**Extrait choisi**
⟨

Determination de la juridiction competente dans les litiges communautaires
Le règlement 44/2001 dit « Bruxelles I » [1] règle les questions relatives à la compétence judiciaire, la reconnaissance et l’exécution des décisions en matière civile et commerciale au sein des Etats membres.
Il pose ainsi les règles permettant de déterminer la juridiction compétente dans les litiges relevant de son champ d’application. Le principe de base, énoncé à l’article 2 du règlement, est que la juridiction compétente est celle du domicile du défendeur, indépendamment de sa nationalité.
Toutefois, le règlement prévoit un certain nombre d’exceptions, permettant dans certains cas de saisir une autre juridiction que celle désignée en vertu de ce principe.[2] Notamment, l’article 5 énonce entre autres les règles de compétence en matière contractuelle et délictuelle. Il dispose :
« Une personne domiciliée sur le territoire d’un Etat membre peut être attraite, dans un autre Etat membre :
1) a) en matière contractuelle, devant le tribunal du lieu où l’obligation qui sert de base à la demande a été ou doit être exécutée ;
(…)
3) en matière délictuelle ou quasi délictuelle, devant le tribunal du lieu où le fait dommageable s’est produit ou risque de se produire ».
Si le règlement constitue indéniablement une base sur laquelle s’appuyer pour déterminer la juridiction à saisir dans les litiges au sein des Etats membres, son application soulève néanmoins un certain nombre de questions pratiques, réglées au cas par cas par la jurisprudence, qu’il s’agisse de décisions rendues par les juridictions nationales ou par la Cour de Justice de l’Union Européenne (CJUE).
La Cour de cassation française a par exemple dû préciser quelle était la juridiction à saisir dans le cadre d’un litige relatif à un contrat d’agent commercial puisque s’agissant d’un contrat de prestation de service, il importait de déterminer le lieu où la prestation avait eu lieu.[3]
La CJUE s’est à son tour prononcée sur l’interprétation de l’article 5 du règlement « Bruxelles I », dans un arrêt du 13 mars 2014 [4].
En l’espèce, un distributeur de montres de luxe, domicilié en Allemagne, avait conclu un contrat avec un maître horloger, alors domicilié en France, aux termes duquel ce dernier devait développer des mouvements d’horlogerie pour des montres de luxe pour le compte du distributeur.
Le maître horloger et la société constituée par lui, dont le siège social était en France, avaient créé en parallèle d’autres mouvements d’horlogerie ainsi que des boîtiers et cadrans, qu’ils ont présentés pour leur compte à l’occasion de salon mondiaux et qu’ils ont commercialisés, également pour leur compte.
Le distributeur a considéré que par ces activités, le maître horloger et sa société avaient violé leurs engagements contractuels en ne respectant pas l’exclusivité prévue au contrat.

⟩

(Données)
⟨

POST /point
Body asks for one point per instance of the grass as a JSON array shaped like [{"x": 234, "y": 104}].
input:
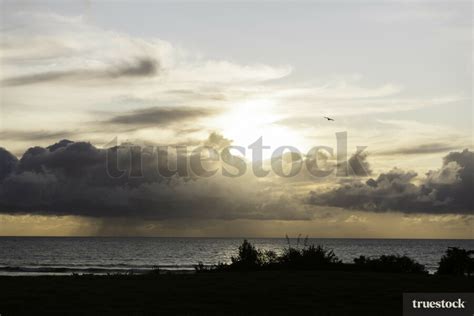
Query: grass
[{"x": 280, "y": 292}]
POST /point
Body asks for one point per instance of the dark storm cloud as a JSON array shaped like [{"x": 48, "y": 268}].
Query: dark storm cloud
[
  {"x": 8, "y": 163},
  {"x": 431, "y": 148},
  {"x": 447, "y": 190},
  {"x": 71, "y": 178},
  {"x": 140, "y": 68},
  {"x": 158, "y": 116}
]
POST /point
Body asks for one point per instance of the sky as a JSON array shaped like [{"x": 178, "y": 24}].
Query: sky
[{"x": 396, "y": 76}]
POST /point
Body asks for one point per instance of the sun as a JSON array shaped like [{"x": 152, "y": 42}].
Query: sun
[{"x": 249, "y": 120}]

⟩

**Consigne**
Recopiez mot pour mot tout le passage de l'extrait sur la juridiction compétente, depuis « Le maître horloger et la » jusqu'à « pour leur compte. » inclus.

**Réponse complète**
Le maître horloger et la société constituée par lui, dont le siège social était en France, avaient créé en parallèle d’autres mouvements d’horlogerie ainsi que des boîtiers et cadrans, qu’ils ont présentés pour leur compte à l’occasion de salon mondiaux et qu’ils ont commercialisés, également pour leur compte.